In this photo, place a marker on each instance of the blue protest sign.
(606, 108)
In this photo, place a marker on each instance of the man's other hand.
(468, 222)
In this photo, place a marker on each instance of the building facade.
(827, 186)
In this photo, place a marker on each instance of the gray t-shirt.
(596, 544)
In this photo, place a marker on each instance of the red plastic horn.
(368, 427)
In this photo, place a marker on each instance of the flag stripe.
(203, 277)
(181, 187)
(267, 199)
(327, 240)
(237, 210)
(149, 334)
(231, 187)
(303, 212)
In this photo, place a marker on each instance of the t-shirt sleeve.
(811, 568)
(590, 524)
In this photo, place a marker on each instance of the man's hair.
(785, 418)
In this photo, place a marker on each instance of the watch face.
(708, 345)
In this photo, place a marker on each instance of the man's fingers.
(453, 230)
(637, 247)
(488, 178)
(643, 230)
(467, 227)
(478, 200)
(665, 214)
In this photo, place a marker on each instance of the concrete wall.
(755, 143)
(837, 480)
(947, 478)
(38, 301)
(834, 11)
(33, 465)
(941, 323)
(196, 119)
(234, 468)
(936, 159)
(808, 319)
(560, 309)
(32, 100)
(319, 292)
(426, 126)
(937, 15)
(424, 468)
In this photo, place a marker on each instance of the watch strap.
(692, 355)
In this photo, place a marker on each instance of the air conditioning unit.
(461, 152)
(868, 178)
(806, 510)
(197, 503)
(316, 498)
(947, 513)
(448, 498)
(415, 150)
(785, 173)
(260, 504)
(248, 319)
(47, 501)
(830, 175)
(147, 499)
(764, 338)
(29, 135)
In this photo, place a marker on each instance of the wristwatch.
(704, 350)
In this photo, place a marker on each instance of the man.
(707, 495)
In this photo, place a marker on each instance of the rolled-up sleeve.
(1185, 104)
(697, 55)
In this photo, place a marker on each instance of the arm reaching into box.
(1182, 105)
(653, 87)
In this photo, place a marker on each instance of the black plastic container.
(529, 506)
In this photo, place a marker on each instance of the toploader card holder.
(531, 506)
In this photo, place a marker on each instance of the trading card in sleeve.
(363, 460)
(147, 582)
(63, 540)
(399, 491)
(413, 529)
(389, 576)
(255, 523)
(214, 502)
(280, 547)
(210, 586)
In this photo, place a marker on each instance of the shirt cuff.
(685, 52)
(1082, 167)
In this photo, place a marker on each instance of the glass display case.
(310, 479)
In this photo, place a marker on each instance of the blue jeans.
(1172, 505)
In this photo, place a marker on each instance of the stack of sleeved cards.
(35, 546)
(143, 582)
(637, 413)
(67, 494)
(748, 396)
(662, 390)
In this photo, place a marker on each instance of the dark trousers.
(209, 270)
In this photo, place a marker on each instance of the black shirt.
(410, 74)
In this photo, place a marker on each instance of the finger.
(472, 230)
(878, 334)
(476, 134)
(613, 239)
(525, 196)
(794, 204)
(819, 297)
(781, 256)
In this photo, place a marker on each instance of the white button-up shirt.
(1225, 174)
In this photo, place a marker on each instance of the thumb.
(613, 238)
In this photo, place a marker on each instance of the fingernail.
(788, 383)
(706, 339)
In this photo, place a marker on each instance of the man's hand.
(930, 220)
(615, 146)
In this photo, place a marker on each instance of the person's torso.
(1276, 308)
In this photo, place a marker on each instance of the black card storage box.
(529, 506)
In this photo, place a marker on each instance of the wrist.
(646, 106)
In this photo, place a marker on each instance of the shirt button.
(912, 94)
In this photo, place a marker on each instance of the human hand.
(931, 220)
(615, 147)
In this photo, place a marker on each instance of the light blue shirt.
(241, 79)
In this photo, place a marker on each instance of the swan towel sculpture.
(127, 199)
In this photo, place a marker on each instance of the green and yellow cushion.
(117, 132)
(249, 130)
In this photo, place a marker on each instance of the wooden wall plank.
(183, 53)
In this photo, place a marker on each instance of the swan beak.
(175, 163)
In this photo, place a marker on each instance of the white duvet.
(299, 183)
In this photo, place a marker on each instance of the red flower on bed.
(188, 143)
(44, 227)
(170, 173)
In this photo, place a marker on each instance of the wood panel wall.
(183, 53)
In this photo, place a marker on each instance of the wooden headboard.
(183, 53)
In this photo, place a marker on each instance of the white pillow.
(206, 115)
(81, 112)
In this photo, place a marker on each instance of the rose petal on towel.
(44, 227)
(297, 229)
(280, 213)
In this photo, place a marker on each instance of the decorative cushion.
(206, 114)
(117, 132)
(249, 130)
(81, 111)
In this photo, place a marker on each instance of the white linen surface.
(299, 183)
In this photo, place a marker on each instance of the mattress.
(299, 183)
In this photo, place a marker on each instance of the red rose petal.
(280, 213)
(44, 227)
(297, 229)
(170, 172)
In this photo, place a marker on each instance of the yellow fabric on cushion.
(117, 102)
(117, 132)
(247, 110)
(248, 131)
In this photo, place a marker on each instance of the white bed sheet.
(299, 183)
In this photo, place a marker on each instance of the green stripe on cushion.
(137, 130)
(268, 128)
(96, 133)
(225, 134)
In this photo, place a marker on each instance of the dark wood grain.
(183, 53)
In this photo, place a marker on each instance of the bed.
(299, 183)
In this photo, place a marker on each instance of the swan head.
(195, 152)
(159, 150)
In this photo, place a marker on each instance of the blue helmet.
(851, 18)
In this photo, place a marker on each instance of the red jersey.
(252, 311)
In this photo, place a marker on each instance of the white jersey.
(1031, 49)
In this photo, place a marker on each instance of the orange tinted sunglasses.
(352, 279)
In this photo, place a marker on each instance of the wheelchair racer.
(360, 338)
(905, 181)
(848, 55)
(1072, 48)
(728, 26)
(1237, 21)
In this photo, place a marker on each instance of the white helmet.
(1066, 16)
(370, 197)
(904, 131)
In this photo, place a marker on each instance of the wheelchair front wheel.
· · · ·
Work to complete: Could you copy out the whole listing above, every line unchanged and in its original order?

Solution to this problem:
In this photo, place a marker on each instance of the blue protest sign.
(606, 108)
In this photo, place a marker on each instance of the man's other hand.
(468, 222)
In this photo, place a marker on each instance of the building facade.
(827, 186)
In this photo, place a marker on each instance of the gray t-shirt.
(596, 544)
In this photo, place a marker on each instance of the red plastic horn.
(368, 427)
In this photo, place a marker on each instance of the flag stripe.
(203, 277)
(181, 187)
(267, 199)
(327, 240)
(237, 210)
(149, 334)
(231, 187)
(303, 212)
In this photo, place a marker on each instance of the t-shirt sleeve.
(811, 568)
(590, 524)
In this photo, place a marker on each instance of the man's hair.
(785, 418)
In this photo, place a marker on each instance of the watch face.
(708, 345)
In this photo, place a marker on each instance of the man's fingers.
(453, 230)
(637, 247)
(488, 178)
(643, 230)
(467, 227)
(478, 200)
(665, 214)
In this photo, place a marker on each instance of the concrete wall.
(755, 143)
(837, 480)
(947, 478)
(38, 301)
(834, 11)
(33, 465)
(941, 323)
(196, 119)
(234, 468)
(936, 159)
(808, 319)
(560, 309)
(32, 100)
(319, 292)
(426, 126)
(937, 15)
(424, 468)
In this photo, place a marker on each instance of the watch strap.
(692, 355)
In this photo, place a marker on each instance of the air conditioning unit.
(461, 152)
(868, 178)
(806, 510)
(197, 503)
(316, 498)
(947, 513)
(448, 498)
(415, 150)
(785, 173)
(260, 504)
(248, 319)
(47, 501)
(830, 175)
(147, 499)
(764, 338)
(29, 135)
In this photo, place a marker on each instance of the wristwatch.
(704, 350)
In this photo, place a marker on each instance of the man.
(707, 495)
In this photo, place a marker on each instance of the rolled-up sleeve.
(1185, 104)
(697, 55)
In this photo, place a marker on each instance of the arm reaching into box.
(1182, 105)
(653, 87)
In this photo, place a marker on each instance of the black plastic container.
(529, 506)
In this photo, place a marker on each instance of the toploader card holder.
(531, 506)
In this photo, place a marker on each instance of the trading card in sleeve.
(363, 460)
(147, 582)
(63, 540)
(399, 491)
(413, 529)
(389, 576)
(255, 523)
(214, 502)
(280, 547)
(210, 586)
In this photo, place a marker on each instance of the shirt cuff.
(685, 52)
(1082, 167)
In this photo, place a marker on each instance of the glass display case.
(310, 479)
In this photo, place a marker on each instance of the blue jeans.
(1172, 505)
In this photo, place a marker on each instance of the stack of sleeved cards.
(35, 546)
(143, 582)
(637, 413)
(67, 494)
(748, 396)
(662, 390)
In this photo, place a marker on each instance of the dark trousers.
(209, 270)
In this photo, place a marker on each instance of the black shirt.
(410, 74)
In this photo, place a marker on each instance of the finger.
(472, 230)
(878, 334)
(476, 134)
(613, 239)
(525, 196)
(794, 204)
(819, 297)
(781, 256)
In this photo, place a marker on each instance of the white button-up shirt.
(1225, 174)
In this photo, place a marker on each instance of the thumb.
(613, 238)
In this photo, place a marker on each instance of the fingernail.
(788, 383)
(706, 339)
In this photo, place a marker on each instance of the man's hand.
(930, 220)
(615, 146)
In this photo, place a marker on each instance of the person's torso.
(1276, 308)
In this photo, place a marker on each instance of the black card storage box.
(529, 506)
In this photo, place a marker on each instance of the wrist.
(646, 106)
In this photo, place a marker on each instance of the shirt button.
(912, 94)
In this photo, place a marker on each instance of the human hand.
(931, 220)
(615, 147)
In this photo, place a marker on each instance of the light blue shirt.
(241, 79)
In this photo, place a marker on each instance of the swan towel sculpture.
(127, 199)
In this photo, place a marker on each instance of the green and yellow cushion.
(117, 132)
(249, 130)
In this photo, place a marker on each instance of the wooden wall plank.
(183, 53)
In this photo, place a marker on each instance of the swan beak.
(175, 163)
In this photo, place a marker on each instance of the white duvet.
(299, 183)
In this photo, place a marker on each instance of the red flower on bed.
(188, 143)
(44, 227)
(170, 173)
In this photo, place a marker on each instance of the wood panel wall.
(183, 53)
In this photo, place a marker on each instance of the wooden headboard.
(183, 53)
In this photo, place a marker on each instance of the white pillow.
(206, 115)
(81, 112)
In this photo, place a marker on each instance of the rose petal on towel.
(44, 227)
(297, 229)
(280, 213)
In this photo, place a marker on each instance of the decorative cushion.
(206, 114)
(117, 132)
(249, 130)
(81, 111)
In this photo, place a marker on each instance of the white linen surface.
(299, 183)
In this photo, place a marker on each instance of the mattress.
(299, 183)
In this photo, place a marker on each instance of the red rose petal.
(280, 213)
(44, 227)
(297, 229)
(170, 172)
In this photo, place a marker on each instance of the yellow fabric on cushion.
(117, 102)
(117, 132)
(247, 110)
(248, 131)
In this photo, place a marker on each instance of the white bed sheet.
(299, 183)
In this photo, place a marker on each instance of the green stripe on cushion.
(137, 130)
(268, 128)
(96, 133)
(225, 134)
In this photo, place a marker on each instance of the dark wood grain.
(183, 53)
In this photo, place a marker on each instance of the bed.
(299, 183)
In this photo, place a marker on each instance of the swan head.
(195, 152)
(159, 150)
In this photo, place a marker on each instance of the blue helmet.
(851, 18)
In this photo, place a marker on each instance of the red jersey.
(252, 311)
In this photo, place a marker on each instance of the white jersey.
(1031, 49)
In this photo, place a marker on each instance of the orange tinted sunglasses.
(352, 279)
In this photo, place a marker on each instance of the wheelchair racer.
(360, 338)
(905, 181)
(848, 55)
(1072, 48)
(728, 26)
(1237, 21)
In this photo, place a marker on each instance of the white helmet.
(1066, 16)
(370, 197)
(904, 131)
In this photo, place a marker on each instance of the wheelchair front wheel.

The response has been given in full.